# Data supplied:
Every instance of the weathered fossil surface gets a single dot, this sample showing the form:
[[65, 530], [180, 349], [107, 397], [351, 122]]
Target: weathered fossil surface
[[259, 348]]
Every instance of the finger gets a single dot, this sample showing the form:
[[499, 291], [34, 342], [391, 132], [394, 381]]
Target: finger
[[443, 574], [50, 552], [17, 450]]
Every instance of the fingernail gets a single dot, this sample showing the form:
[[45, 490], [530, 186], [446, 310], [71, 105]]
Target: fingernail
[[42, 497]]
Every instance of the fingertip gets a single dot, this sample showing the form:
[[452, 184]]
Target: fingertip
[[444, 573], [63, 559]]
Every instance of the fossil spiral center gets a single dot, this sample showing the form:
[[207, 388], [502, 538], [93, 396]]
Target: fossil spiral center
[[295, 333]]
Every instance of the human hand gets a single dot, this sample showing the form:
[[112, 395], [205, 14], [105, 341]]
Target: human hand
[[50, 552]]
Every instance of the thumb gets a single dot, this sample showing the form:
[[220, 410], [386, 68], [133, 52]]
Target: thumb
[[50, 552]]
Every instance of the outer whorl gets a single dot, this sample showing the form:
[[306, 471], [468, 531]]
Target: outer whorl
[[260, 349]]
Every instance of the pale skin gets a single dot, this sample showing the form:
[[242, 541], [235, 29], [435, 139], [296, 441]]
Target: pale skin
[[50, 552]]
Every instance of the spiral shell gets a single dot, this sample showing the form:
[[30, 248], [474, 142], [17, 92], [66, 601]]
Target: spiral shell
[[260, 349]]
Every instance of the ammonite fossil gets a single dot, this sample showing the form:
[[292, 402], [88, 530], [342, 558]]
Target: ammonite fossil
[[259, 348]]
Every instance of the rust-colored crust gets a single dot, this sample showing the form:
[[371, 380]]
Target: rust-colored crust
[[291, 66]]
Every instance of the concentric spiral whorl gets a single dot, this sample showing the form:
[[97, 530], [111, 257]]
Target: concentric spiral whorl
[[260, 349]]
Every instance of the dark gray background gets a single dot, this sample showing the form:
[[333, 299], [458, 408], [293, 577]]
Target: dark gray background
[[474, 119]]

# Task goal:
Please return the lines above that run from the line containing "Every instance of the fingertip" to the line containing "Every instance of the fossil", inclusive, exactly and with no other lines.

# Solution:
Every instance of the fingertip gets a single dot, this sample showing the form:
[[452, 184]]
Target: fingertip
[[444, 573], [63, 559]]
Every instance of the fossil spiral center gets a single dot, this sample showing the form:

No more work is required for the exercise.